======== Data supplied

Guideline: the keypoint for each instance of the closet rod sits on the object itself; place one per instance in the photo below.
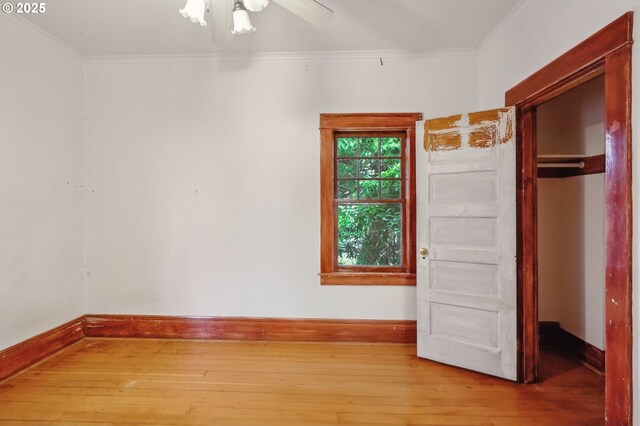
(579, 165)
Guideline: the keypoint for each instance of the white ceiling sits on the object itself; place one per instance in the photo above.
(154, 27)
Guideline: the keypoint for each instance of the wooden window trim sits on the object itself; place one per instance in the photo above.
(330, 125)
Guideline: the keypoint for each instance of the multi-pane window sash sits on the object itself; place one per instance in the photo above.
(369, 193)
(368, 198)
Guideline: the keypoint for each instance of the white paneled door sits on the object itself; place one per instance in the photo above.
(467, 243)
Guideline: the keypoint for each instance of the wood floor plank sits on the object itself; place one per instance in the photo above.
(168, 382)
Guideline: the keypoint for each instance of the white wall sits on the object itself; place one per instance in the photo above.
(540, 32)
(203, 179)
(41, 184)
(571, 216)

================

_Problem description_: Reproduce the listing above word for word, omitting the picture.

_Correct output_:
Guideline: the keypoint for each instance of the closet rod sits on the object itself; place one per instance in the photo below.
(579, 165)
Guideline: the keypoint for each instance of the white ceiling sits on the object itself; place one per instance in the photo above.
(154, 27)
Guideline: the keypoint for each instance of the wooden window trim sits on the object itself; place one per instance in the photo above.
(330, 125)
Guideline: the keypoint for each instance of the multi-pane window sash sits on the object itself; place one per instance in the photo above.
(369, 193)
(368, 198)
Guideline: the keypoint for each instance of the white paneled door sits on the object itself; place one per instance in the photo above.
(467, 243)
Guideline: the keypoint for each instance of the wood floor plank sits on the object itself; place one per instance in the photo above.
(168, 382)
Guideline: the keypoint for each instance of the white wall sits on the object itself; place one per instance in the photo above.
(540, 32)
(203, 179)
(41, 184)
(571, 216)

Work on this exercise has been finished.